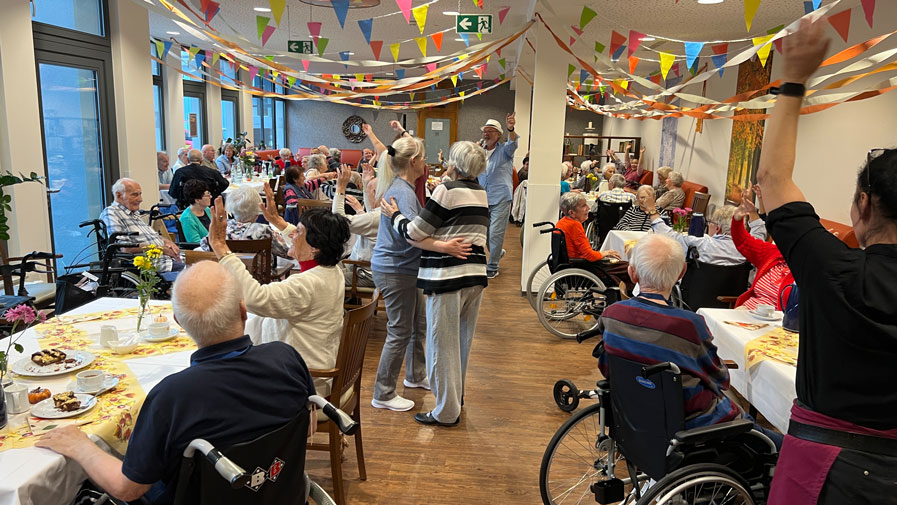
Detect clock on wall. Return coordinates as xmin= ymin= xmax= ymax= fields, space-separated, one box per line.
xmin=343 ymin=116 xmax=367 ymax=144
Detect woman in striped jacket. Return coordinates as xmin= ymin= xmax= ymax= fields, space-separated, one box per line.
xmin=381 ymin=141 xmax=489 ymax=426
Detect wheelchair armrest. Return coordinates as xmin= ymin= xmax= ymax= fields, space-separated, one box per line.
xmin=673 ymin=419 xmax=754 ymax=444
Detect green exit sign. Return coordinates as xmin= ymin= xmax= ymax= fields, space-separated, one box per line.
xmin=287 ymin=40 xmax=314 ymax=54
xmin=455 ymin=14 xmax=492 ymax=33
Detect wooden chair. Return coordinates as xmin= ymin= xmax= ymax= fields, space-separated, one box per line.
xmin=308 ymin=291 xmax=380 ymax=505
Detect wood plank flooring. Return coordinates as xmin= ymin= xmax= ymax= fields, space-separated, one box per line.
xmin=307 ymin=225 xmax=600 ymax=505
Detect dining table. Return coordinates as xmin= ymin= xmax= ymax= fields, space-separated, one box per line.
xmin=698 ymin=308 xmax=797 ymax=433
xmin=0 ymin=298 xmax=196 ymax=505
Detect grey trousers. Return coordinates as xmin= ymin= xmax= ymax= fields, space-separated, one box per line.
xmin=373 ymin=271 xmax=427 ymax=401
xmin=427 ymin=286 xmax=483 ymax=423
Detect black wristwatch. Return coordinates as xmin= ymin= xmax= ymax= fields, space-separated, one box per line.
xmin=769 ymin=82 xmax=807 ymax=98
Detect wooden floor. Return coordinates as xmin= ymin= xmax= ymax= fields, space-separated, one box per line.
xmin=307 ymin=225 xmax=600 ymax=505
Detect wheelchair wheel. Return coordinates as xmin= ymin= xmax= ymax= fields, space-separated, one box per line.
xmin=552 ymin=379 xmax=579 ymax=412
xmin=536 ymin=268 xmax=607 ymax=339
xmin=526 ymin=260 xmax=551 ymax=310
xmin=539 ymin=403 xmax=647 ymax=505
xmin=638 ymin=463 xmax=755 ymax=505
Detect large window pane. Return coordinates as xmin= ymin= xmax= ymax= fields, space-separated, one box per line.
xmin=38 ymin=63 xmax=104 ymax=265
xmin=184 ymin=96 xmax=203 ymax=149
xmin=31 ymin=0 xmax=106 ymax=37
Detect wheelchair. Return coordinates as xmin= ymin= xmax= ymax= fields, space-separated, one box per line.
xmin=539 ymin=344 xmax=778 ymax=505
xmin=526 ymin=222 xmax=619 ymax=339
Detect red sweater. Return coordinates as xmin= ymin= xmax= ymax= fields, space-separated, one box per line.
xmin=732 ymin=217 xmax=794 ymax=310
xmin=555 ymin=216 xmax=602 ymax=261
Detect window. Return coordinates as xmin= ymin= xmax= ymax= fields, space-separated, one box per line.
xmin=252 ymin=76 xmax=287 ymax=149
xmin=150 ymin=43 xmax=165 ymax=151
xmin=31 ymin=0 xmax=106 ymax=37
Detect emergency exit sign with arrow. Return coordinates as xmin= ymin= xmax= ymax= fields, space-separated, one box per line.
xmin=455 ymin=14 xmax=492 ymax=33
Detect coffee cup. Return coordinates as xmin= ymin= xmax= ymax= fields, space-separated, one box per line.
xmin=100 ymin=324 xmax=118 ymax=347
xmin=75 ymin=370 xmax=106 ymax=392
xmin=755 ymin=304 xmax=776 ymax=317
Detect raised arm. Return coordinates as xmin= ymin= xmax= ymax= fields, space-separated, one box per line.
xmin=757 ymin=20 xmax=829 ymax=212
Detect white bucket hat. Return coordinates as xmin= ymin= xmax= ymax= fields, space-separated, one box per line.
xmin=480 ymin=119 xmax=505 ymax=134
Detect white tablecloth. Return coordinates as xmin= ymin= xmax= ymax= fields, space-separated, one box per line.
xmin=0 ymin=298 xmax=192 ymax=505
xmin=698 ymin=309 xmax=797 ymax=433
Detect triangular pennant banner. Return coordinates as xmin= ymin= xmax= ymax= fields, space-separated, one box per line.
xmin=860 ymin=0 xmax=875 ymax=28
xmin=744 ymin=0 xmax=760 ymax=31
xmin=684 ymin=42 xmax=704 ymax=68
xmin=579 ymin=6 xmax=598 ymax=28
xmin=358 ymin=18 xmax=374 ymax=44
xmin=430 ymin=32 xmax=443 ymax=53
xmin=268 ymin=0 xmax=287 ymax=26
xmin=627 ymin=30 xmax=645 ymax=56
xmin=656 ymin=53 xmax=676 ymax=81
xmin=389 ymin=42 xmax=401 ymax=62
xmin=396 ymin=0 xmax=413 ymax=23
xmin=828 ymin=9 xmax=851 ymax=42
xmin=330 ymin=0 xmax=349 ymax=30
xmin=751 ymin=35 xmax=773 ymax=67
xmin=498 ymin=7 xmax=511 ymax=26
xmin=414 ymin=37 xmax=427 ymax=58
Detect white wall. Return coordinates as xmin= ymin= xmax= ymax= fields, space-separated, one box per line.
xmin=603 ymin=2 xmax=897 ymax=223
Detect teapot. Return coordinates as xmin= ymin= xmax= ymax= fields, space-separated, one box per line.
xmin=779 ymin=283 xmax=800 ymax=333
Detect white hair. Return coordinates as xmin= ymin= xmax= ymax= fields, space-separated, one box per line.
xmin=225 ymin=186 xmax=262 ymax=223
xmin=171 ymin=261 xmax=243 ymax=347
xmin=629 ymin=233 xmax=685 ymax=291
xmin=446 ymin=140 xmax=486 ymax=179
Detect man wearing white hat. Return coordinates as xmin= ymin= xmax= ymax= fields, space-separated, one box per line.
xmin=479 ymin=112 xmax=517 ymax=279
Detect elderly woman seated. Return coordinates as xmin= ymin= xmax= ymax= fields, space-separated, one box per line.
xmin=199 ymin=186 xmax=291 ymax=260
xmin=657 ymin=170 xmax=685 ymax=210
xmin=208 ymin=183 xmax=349 ymax=395
xmin=614 ymin=184 xmax=666 ymax=231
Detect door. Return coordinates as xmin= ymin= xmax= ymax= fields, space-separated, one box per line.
xmin=35 ymin=51 xmax=118 ymax=266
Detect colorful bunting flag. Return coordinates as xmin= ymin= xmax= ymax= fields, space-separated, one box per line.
xmin=627 ymin=30 xmax=645 ymax=56
xmin=658 ymin=52 xmax=676 ymax=81
xmin=744 ymin=0 xmax=760 ymax=31
xmin=371 ymin=40 xmax=383 ymax=60
xmin=358 ymin=18 xmax=374 ymax=44
xmin=828 ymin=9 xmax=851 ymax=42
xmin=330 ymin=0 xmax=349 ymax=30
xmin=498 ymin=7 xmax=511 ymax=26
xmin=412 ymin=4 xmax=430 ymax=35
xmin=579 ymin=6 xmax=598 ymax=29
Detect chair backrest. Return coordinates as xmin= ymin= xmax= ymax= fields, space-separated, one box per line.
xmin=330 ymin=290 xmax=380 ymax=412
xmin=598 ymin=200 xmax=632 ymax=244
xmin=680 ymin=260 xmax=751 ymax=312
xmin=691 ymin=191 xmax=710 ymax=216
xmin=227 ymin=238 xmax=271 ymax=284
xmin=605 ymin=351 xmax=685 ymax=480
xmin=174 ymin=408 xmax=309 ymax=505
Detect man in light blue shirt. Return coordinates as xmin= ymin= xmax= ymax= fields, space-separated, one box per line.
xmin=479 ymin=112 xmax=517 ymax=279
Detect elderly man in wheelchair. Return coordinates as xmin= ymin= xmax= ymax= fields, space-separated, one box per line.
xmin=36 ymin=261 xmax=357 ymax=505
xmin=541 ymin=235 xmax=783 ymax=505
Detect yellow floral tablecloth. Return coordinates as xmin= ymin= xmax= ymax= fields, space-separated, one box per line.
xmin=744 ymin=328 xmax=799 ymax=368
xmin=0 ymin=305 xmax=196 ymax=453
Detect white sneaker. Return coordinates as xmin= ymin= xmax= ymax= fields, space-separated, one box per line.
xmin=371 ymin=395 xmax=414 ymax=412
xmin=402 ymin=377 xmax=430 ymax=391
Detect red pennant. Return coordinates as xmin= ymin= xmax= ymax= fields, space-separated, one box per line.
xmin=610 ymin=30 xmax=626 ymax=58
xmin=860 ymin=0 xmax=875 ymax=28
xmin=371 ymin=40 xmax=383 ymax=60
xmin=430 ymin=32 xmax=443 ymax=52
xmin=828 ymin=9 xmax=850 ymax=42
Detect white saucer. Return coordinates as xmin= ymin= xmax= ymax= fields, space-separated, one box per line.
xmin=66 ymin=375 xmax=118 ymax=396
xmin=140 ymin=326 xmax=181 ymax=342
xmin=748 ymin=310 xmax=782 ymax=321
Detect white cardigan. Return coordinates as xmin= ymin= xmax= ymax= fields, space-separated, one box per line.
xmin=219 ymin=225 xmax=345 ymax=396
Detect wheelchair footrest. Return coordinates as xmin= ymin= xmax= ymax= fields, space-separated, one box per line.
xmin=591 ymin=479 xmax=624 ymax=504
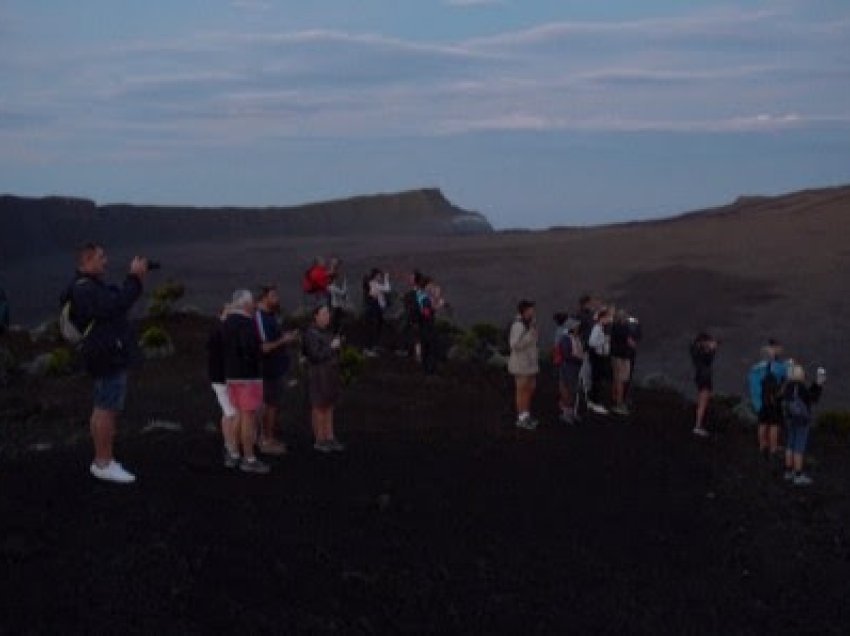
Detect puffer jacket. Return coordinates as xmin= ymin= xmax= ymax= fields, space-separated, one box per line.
xmin=508 ymin=316 xmax=540 ymax=375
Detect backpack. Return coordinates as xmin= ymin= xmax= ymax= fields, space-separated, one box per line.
xmin=552 ymin=338 xmax=564 ymax=367
xmin=785 ymin=385 xmax=811 ymax=423
xmin=301 ymin=267 xmax=318 ymax=294
xmin=0 ymin=289 xmax=9 ymax=334
xmin=402 ymin=289 xmax=422 ymax=325
xmin=761 ymin=364 xmax=782 ymax=409
xmin=59 ymin=278 xmax=94 ymax=347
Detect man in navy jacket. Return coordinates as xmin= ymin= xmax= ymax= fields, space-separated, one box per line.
xmin=61 ymin=243 xmax=148 ymax=484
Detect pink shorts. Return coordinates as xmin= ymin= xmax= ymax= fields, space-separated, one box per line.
xmin=227 ymin=380 xmax=263 ymax=412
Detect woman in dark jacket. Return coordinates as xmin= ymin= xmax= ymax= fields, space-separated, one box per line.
xmin=690 ymin=333 xmax=717 ymax=437
xmin=303 ymin=305 xmax=345 ymax=453
xmin=782 ymin=364 xmax=826 ymax=486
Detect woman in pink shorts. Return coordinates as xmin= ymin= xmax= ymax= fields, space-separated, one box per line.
xmin=223 ymin=289 xmax=269 ymax=474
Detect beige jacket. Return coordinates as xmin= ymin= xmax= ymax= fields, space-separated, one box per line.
xmin=508 ymin=316 xmax=540 ymax=375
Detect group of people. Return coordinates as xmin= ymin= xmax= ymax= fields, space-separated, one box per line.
xmin=690 ymin=332 xmax=826 ymax=486
xmin=56 ymin=243 xmax=826 ymax=485
xmin=60 ymin=243 xmax=445 ymax=483
xmin=508 ymin=295 xmax=641 ymax=430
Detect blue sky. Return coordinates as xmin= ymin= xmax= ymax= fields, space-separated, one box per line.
xmin=0 ymin=0 xmax=850 ymax=227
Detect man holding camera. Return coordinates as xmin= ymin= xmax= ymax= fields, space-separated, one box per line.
xmin=61 ymin=243 xmax=150 ymax=484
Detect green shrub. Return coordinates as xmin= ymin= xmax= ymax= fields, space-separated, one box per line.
xmin=339 ymin=346 xmax=366 ymax=386
xmin=815 ymin=411 xmax=850 ymax=437
xmin=45 ymin=347 xmax=74 ymax=376
xmin=469 ymin=322 xmax=505 ymax=347
xmin=139 ymin=325 xmax=171 ymax=349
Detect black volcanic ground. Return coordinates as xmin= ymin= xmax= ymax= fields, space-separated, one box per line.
xmin=0 ymin=317 xmax=850 ymax=634
xmin=0 ymin=181 xmax=850 ymax=407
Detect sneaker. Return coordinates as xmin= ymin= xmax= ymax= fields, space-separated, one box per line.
xmin=257 ymin=439 xmax=286 ymax=457
xmin=89 ymin=459 xmax=136 ymax=484
xmin=224 ymin=448 xmax=242 ymax=468
xmin=792 ymin=473 xmax=812 ymax=486
xmin=587 ymin=402 xmax=608 ymax=415
xmin=516 ymin=417 xmax=537 ymax=431
xmin=239 ymin=457 xmax=271 ymax=475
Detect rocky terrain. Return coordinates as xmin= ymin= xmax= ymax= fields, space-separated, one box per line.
xmin=0 ymin=315 xmax=850 ymax=634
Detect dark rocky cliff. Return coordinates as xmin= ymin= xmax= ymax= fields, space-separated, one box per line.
xmin=0 ymin=189 xmax=493 ymax=263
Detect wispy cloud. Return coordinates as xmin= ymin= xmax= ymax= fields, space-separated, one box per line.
xmin=0 ymin=5 xmax=850 ymax=164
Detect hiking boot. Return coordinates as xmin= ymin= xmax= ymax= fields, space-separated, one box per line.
xmin=89 ymin=459 xmax=136 ymax=484
xmin=257 ymin=439 xmax=286 ymax=457
xmin=587 ymin=402 xmax=608 ymax=415
xmin=792 ymin=473 xmax=813 ymax=486
xmin=224 ymin=448 xmax=242 ymax=468
xmin=239 ymin=457 xmax=271 ymax=475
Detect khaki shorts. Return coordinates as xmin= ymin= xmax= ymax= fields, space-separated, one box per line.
xmin=611 ymin=358 xmax=632 ymax=384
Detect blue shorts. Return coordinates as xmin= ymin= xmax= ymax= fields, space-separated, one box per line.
xmin=785 ymin=424 xmax=811 ymax=455
xmin=94 ymin=371 xmax=127 ymax=412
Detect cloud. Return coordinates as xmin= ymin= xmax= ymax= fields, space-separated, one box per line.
xmin=0 ymin=4 xmax=850 ymax=164
xmin=443 ymin=0 xmax=505 ymax=7
xmin=230 ymin=0 xmax=272 ymax=12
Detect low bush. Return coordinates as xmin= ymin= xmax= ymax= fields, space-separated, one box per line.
xmin=44 ymin=347 xmax=74 ymax=376
xmin=139 ymin=325 xmax=171 ymax=349
xmin=469 ymin=322 xmax=506 ymax=347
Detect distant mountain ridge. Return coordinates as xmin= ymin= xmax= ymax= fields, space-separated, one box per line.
xmin=0 ymin=188 xmax=493 ymax=262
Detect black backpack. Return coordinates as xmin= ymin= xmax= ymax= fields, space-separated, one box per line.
xmin=761 ymin=363 xmax=782 ymax=409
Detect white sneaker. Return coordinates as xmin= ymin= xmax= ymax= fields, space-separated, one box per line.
xmin=587 ymin=402 xmax=608 ymax=415
xmin=89 ymin=459 xmax=136 ymax=484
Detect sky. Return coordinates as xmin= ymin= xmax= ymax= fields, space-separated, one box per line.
xmin=0 ymin=0 xmax=850 ymax=228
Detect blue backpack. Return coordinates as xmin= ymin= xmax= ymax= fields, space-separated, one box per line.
xmin=785 ymin=385 xmax=812 ymax=424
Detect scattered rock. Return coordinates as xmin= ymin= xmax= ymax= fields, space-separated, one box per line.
xmin=21 ymin=353 xmax=53 ymax=377
xmin=142 ymin=420 xmax=183 ymax=433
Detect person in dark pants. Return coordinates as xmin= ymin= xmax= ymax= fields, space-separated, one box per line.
xmin=60 ymin=243 xmax=148 ymax=484
xmin=303 ymin=307 xmax=345 ymax=453
xmin=690 ymin=332 xmax=717 ymax=437
xmin=254 ymin=285 xmax=298 ymax=455
xmin=416 ymin=276 xmax=437 ymax=375
xmin=782 ymin=364 xmax=826 ymax=486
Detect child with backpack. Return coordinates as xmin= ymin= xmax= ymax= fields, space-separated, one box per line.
xmin=783 ymin=364 xmax=826 ymax=486
xmin=748 ymin=339 xmax=789 ymax=460
xmin=552 ymin=313 xmax=584 ymax=424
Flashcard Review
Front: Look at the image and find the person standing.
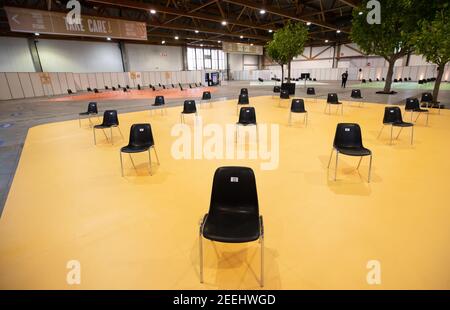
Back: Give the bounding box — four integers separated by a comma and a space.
341, 71, 348, 88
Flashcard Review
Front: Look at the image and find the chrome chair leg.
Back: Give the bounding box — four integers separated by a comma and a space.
153, 146, 159, 165
119, 151, 123, 177
334, 150, 339, 181
128, 153, 136, 170
377, 125, 384, 139
327, 148, 334, 168
198, 222, 203, 283
148, 149, 153, 175
356, 156, 363, 170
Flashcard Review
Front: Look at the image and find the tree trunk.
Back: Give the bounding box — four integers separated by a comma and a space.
433, 64, 445, 103
288, 62, 291, 83
384, 60, 395, 93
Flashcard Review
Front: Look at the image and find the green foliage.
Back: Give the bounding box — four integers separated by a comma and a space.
266, 23, 308, 65
413, 4, 450, 66
351, 0, 430, 62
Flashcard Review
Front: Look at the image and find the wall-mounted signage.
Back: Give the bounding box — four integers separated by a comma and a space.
5, 7, 147, 40
222, 42, 263, 55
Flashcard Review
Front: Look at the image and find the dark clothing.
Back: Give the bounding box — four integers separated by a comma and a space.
341, 72, 348, 88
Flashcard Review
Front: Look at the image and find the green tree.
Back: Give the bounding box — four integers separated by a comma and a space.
351, 0, 433, 93
266, 23, 308, 82
413, 3, 450, 102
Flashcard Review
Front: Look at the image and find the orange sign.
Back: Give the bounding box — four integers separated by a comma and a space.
5, 7, 147, 40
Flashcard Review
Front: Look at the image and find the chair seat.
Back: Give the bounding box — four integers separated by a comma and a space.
94, 124, 117, 129
337, 147, 372, 156
203, 212, 260, 243
120, 145, 151, 153
392, 122, 414, 127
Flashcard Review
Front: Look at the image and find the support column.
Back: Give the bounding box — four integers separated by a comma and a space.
28, 38, 42, 72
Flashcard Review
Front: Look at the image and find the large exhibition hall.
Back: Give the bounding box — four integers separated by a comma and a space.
0, 0, 450, 298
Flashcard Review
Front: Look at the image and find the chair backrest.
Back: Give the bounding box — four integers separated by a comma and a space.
327, 93, 339, 103
383, 107, 403, 124
238, 94, 250, 104
128, 124, 155, 147
405, 98, 420, 111
87, 102, 98, 114
183, 100, 197, 113
306, 87, 316, 95
291, 99, 306, 112
238, 107, 256, 125
153, 96, 166, 105
102, 110, 119, 126
208, 167, 259, 217
280, 88, 289, 99
202, 91, 211, 100
351, 89, 362, 99
333, 123, 363, 148
421, 93, 433, 102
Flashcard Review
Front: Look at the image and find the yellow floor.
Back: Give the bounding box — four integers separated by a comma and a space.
0, 97, 450, 289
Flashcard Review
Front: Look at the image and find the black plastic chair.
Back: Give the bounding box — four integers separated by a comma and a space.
120, 124, 159, 176
328, 123, 372, 183
200, 91, 212, 106
236, 94, 250, 114
78, 102, 98, 127
350, 89, 364, 106
181, 100, 198, 124
378, 107, 414, 145
278, 88, 290, 107
93, 110, 123, 145
324, 93, 344, 115
405, 98, 430, 125
199, 167, 264, 287
150, 96, 166, 115
289, 99, 308, 126
235, 107, 259, 143
420, 93, 433, 108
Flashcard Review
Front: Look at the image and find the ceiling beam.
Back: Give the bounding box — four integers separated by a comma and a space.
88, 0, 270, 30
222, 0, 344, 32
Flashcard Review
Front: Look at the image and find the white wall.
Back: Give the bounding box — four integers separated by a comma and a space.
228, 54, 244, 71
0, 37, 34, 72
125, 44, 183, 71
37, 39, 123, 72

######

◆ Request
Rewrite the lines starting with the line that contains "Detect man in navy" and going on through the line that contains "xmin=508 ymin=295 xmax=641 ymax=430", putting "coat" in place of "jacket" and leaving everything else unchanged.

◆ Task response
Detect man in navy coat. Return coordinates as xmin= ymin= xmax= ymax= fields, space-separated, one box per line.
xmin=61 ymin=243 xmax=148 ymax=484
Detect pink shorts. Return coordinates as xmin= ymin= xmax= ymax= fields, space-separated, one box per line.
xmin=227 ymin=380 xmax=263 ymax=412
Detect woman in dark coat. Return coordinates as xmin= ymin= xmax= ymax= fields, space-separated, one box per line.
xmin=690 ymin=333 xmax=717 ymax=437
xmin=303 ymin=305 xmax=345 ymax=453
xmin=782 ymin=364 xmax=826 ymax=486
Detect woman in pink shorts. Return coordinates as xmin= ymin= xmax= ymax= fields, space-separated, one box per line.
xmin=223 ymin=289 xmax=269 ymax=474
Detect beige coat. Return coordinates as xmin= ymin= xmax= ymax= fields, space-separated, one box per line.
xmin=508 ymin=316 xmax=540 ymax=375
Detect group of people. Return coordinates as xmin= ymin= xmax= ymax= fields, space-separated, one box per line.
xmin=690 ymin=332 xmax=826 ymax=486
xmin=56 ymin=243 xmax=826 ymax=485
xmin=60 ymin=243 xmax=445 ymax=483
xmin=508 ymin=295 xmax=641 ymax=430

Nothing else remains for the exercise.